-- Begin --
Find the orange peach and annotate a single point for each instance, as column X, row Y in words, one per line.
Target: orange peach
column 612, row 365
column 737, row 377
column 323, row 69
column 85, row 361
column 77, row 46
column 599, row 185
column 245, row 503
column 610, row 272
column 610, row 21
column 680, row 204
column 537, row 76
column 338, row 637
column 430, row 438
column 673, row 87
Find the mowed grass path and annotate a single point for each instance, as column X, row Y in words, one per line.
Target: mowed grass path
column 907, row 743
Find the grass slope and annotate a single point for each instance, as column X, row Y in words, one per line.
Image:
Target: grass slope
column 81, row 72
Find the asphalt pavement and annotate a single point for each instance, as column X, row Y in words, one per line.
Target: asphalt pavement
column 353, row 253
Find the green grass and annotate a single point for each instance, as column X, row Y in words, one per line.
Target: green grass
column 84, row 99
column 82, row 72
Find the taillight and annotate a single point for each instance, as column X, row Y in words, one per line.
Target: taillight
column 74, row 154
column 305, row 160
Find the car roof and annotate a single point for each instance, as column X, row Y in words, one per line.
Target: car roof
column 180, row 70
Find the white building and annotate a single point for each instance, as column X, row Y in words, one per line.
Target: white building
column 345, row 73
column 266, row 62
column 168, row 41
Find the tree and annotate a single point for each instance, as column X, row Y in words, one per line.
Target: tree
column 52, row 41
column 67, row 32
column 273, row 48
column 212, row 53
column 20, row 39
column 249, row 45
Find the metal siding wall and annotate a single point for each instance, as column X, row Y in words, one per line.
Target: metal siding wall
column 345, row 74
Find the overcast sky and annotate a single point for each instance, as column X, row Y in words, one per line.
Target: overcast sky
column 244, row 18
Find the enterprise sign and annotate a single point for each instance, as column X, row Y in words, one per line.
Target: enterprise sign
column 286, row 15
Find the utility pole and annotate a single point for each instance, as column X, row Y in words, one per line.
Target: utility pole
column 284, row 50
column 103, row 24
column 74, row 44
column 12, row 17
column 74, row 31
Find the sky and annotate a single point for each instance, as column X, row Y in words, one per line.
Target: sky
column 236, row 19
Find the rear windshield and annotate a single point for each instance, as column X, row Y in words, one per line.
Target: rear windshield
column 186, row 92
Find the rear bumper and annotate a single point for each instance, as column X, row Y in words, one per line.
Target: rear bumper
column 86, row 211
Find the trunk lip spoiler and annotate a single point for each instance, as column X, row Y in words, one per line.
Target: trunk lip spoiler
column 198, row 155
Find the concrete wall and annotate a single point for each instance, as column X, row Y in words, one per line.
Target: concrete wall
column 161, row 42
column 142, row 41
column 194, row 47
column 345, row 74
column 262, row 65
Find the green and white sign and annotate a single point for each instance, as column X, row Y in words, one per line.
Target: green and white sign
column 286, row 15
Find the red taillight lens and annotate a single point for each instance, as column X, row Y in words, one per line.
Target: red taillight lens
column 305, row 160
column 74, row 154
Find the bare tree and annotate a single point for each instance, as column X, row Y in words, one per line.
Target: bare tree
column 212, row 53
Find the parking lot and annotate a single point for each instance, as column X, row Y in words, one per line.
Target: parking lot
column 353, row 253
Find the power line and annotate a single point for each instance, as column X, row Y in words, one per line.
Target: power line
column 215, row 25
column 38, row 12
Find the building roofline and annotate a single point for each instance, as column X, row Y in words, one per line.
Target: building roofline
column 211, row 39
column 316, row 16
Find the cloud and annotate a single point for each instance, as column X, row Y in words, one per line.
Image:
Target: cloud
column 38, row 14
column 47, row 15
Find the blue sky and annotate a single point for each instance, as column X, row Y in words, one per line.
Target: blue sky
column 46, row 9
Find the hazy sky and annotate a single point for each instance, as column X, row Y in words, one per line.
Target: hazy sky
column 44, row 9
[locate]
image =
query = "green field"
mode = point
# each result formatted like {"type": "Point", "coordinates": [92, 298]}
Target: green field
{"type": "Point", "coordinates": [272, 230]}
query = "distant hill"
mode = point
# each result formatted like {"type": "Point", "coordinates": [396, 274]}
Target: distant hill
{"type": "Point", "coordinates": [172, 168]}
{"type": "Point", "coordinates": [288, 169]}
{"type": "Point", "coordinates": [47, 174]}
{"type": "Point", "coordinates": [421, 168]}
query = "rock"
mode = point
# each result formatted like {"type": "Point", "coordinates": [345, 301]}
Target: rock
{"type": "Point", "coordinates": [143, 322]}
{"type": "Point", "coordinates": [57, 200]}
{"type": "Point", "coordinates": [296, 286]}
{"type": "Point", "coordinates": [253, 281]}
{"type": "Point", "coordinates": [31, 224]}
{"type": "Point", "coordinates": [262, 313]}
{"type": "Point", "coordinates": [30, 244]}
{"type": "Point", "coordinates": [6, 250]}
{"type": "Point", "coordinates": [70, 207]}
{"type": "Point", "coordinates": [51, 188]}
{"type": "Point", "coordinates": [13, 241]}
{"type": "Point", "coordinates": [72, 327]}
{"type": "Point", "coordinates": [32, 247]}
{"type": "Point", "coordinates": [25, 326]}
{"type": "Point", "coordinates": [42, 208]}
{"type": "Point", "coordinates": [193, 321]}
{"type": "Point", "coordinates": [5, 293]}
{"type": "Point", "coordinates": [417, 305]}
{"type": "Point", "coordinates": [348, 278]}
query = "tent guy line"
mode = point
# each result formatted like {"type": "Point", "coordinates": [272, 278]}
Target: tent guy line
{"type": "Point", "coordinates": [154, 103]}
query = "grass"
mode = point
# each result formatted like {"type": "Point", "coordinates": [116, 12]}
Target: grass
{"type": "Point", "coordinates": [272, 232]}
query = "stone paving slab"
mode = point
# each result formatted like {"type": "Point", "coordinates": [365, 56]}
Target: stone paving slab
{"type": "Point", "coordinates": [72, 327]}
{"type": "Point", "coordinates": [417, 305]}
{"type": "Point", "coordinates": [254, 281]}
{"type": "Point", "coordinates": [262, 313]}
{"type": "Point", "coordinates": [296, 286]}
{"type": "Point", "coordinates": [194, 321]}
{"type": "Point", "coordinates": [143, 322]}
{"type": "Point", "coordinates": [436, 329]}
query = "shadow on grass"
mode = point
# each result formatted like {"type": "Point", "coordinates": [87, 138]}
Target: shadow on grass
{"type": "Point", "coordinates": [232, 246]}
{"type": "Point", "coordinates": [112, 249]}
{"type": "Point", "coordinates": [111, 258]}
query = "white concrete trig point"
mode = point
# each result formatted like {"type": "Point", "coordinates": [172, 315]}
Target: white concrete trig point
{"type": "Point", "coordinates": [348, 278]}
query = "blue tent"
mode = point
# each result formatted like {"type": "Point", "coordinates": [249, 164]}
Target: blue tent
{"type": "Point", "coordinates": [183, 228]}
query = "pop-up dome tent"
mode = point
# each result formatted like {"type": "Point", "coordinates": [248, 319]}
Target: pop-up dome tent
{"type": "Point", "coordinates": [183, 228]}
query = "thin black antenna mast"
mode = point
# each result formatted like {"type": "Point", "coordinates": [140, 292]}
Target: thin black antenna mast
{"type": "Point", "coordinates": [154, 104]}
-- End --
> [YOUR INSTRUCTIONS]
Please repeat the data above, starting at the first line and ending at the line that contains "column 673, row 87".

> [EXERCISE OUTPUT]
Find the orange peach and annotate a single point for each instance, as column X, row Y in words, one per line.
Target: orange peach
column 612, row 365
column 737, row 377
column 323, row 69
column 85, row 361
column 77, row 46
column 599, row 185
column 245, row 503
column 610, row 272
column 610, row 21
column 680, row 204
column 537, row 76
column 338, row 637
column 430, row 438
column 673, row 87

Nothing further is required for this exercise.